■ **GIVEN EXERCISE**:
Retype, without alteration, each line from the line containing "Keypoint placement rule: for each instance of the tailgate" to the final line of the records.

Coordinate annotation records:
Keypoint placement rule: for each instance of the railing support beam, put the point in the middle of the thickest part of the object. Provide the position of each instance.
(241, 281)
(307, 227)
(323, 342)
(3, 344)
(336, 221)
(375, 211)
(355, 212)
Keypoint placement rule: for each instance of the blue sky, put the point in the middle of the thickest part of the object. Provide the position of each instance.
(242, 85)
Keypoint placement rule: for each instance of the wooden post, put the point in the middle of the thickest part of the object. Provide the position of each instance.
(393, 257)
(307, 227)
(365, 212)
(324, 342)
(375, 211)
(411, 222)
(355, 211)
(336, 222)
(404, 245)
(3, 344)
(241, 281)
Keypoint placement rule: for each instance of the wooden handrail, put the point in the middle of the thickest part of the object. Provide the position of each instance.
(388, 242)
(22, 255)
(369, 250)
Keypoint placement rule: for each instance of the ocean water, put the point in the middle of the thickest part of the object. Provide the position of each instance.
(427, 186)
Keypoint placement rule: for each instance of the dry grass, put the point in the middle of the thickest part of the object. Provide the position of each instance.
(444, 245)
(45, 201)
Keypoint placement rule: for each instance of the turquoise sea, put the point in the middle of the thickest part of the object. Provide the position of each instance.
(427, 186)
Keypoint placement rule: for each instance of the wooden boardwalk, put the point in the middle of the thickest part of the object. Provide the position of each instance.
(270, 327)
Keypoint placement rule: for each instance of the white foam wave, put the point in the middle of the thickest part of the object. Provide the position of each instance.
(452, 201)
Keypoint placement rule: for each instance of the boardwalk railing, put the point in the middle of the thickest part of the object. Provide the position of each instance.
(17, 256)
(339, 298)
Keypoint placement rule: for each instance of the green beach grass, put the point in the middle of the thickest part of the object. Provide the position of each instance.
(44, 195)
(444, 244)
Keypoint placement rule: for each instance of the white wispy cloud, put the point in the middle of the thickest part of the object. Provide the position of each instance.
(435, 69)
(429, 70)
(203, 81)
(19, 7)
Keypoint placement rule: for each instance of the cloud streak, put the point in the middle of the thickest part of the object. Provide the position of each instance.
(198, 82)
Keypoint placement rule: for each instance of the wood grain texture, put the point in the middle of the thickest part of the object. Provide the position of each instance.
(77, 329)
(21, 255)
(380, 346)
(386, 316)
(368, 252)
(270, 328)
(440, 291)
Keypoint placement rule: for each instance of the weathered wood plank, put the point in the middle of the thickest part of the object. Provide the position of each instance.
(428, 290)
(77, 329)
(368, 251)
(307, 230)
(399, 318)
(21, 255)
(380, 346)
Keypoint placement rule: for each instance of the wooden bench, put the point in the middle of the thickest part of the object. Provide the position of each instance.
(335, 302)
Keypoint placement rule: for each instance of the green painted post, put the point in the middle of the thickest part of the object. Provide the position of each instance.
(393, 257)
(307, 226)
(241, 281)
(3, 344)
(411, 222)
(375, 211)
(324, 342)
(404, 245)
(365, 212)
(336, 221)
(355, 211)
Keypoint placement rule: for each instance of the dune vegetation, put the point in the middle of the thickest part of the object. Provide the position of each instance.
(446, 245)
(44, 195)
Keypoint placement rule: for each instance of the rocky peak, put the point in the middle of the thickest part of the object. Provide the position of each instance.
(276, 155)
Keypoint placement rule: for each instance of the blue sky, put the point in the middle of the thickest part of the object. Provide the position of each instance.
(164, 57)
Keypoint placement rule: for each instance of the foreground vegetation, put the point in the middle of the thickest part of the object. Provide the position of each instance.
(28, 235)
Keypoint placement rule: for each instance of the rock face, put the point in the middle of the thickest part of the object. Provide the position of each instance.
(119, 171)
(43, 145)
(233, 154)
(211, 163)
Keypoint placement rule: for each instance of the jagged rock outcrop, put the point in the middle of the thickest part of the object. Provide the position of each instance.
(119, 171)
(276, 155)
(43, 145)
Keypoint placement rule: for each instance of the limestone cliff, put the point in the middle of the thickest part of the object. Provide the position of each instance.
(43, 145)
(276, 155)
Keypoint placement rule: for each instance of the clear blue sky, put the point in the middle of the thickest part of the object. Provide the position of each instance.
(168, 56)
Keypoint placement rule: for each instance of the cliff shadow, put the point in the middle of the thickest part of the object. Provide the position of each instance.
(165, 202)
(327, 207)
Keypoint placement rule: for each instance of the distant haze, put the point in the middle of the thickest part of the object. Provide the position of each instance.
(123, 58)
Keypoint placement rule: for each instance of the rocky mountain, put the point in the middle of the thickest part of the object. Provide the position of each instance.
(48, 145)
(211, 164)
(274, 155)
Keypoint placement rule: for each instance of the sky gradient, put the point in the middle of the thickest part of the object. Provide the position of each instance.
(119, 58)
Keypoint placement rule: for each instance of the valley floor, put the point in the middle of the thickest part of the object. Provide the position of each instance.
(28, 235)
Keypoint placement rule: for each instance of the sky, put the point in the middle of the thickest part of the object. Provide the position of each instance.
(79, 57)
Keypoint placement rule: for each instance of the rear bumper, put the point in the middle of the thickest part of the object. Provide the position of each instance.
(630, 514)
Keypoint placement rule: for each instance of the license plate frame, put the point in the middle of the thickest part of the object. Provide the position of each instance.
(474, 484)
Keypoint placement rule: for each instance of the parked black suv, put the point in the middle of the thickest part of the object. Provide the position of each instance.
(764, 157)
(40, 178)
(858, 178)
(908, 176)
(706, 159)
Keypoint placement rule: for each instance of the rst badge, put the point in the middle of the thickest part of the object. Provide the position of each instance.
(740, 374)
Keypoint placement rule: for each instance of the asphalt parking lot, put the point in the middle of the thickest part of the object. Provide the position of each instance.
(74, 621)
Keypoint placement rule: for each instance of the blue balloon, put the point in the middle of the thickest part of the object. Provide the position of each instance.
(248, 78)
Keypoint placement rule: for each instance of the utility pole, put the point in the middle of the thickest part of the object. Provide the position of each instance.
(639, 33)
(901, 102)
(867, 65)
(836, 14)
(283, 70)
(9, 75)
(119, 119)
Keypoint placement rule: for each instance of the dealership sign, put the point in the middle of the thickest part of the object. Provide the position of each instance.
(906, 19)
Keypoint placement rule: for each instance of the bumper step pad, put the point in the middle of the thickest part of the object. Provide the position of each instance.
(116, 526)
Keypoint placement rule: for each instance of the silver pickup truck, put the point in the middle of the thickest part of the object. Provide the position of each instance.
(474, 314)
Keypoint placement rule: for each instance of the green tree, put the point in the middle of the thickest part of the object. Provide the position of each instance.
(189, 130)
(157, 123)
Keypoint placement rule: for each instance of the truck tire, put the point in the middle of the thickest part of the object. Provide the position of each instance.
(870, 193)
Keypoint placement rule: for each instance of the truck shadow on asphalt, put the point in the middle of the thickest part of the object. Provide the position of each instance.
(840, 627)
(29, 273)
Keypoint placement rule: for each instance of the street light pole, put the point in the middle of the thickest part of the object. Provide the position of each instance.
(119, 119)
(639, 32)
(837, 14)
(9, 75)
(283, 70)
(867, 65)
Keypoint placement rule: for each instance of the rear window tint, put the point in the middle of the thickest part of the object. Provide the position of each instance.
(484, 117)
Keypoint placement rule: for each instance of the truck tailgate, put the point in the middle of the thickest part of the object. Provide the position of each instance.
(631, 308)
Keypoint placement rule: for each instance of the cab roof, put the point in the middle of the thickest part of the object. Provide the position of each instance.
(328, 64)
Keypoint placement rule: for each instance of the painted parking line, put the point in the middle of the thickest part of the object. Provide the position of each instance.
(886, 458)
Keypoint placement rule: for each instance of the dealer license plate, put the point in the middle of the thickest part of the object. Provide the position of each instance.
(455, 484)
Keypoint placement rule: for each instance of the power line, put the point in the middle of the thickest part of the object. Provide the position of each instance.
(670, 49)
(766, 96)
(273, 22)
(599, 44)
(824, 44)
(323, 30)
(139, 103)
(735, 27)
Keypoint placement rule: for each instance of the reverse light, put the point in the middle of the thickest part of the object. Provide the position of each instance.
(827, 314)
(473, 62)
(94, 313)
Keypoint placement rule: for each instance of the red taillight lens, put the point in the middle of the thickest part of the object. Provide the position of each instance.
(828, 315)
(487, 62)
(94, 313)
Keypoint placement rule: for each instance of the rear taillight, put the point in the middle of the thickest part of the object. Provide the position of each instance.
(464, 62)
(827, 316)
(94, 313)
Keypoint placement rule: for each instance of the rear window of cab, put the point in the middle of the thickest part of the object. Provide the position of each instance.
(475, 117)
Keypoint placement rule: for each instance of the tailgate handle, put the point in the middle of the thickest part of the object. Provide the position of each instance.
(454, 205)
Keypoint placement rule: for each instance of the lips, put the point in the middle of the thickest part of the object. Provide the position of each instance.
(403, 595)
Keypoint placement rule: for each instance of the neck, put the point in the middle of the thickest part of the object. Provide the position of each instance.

■ **PROBLEM SOLUTION**:
Keypoint placement rule: for each instance of the tailgate handle, put the point in the middle of the thickest part of the object. Provide the position of each instance.
(454, 205)
Keypoint placement rule: for each instance of the lips, put the point in the middle of the thickest part of the object. Provide the position of each instance.
(403, 595)
Keypoint placement rule: for each instance of the neck, put the point in the middle of the thickest part of the object. Provide the position of each instance.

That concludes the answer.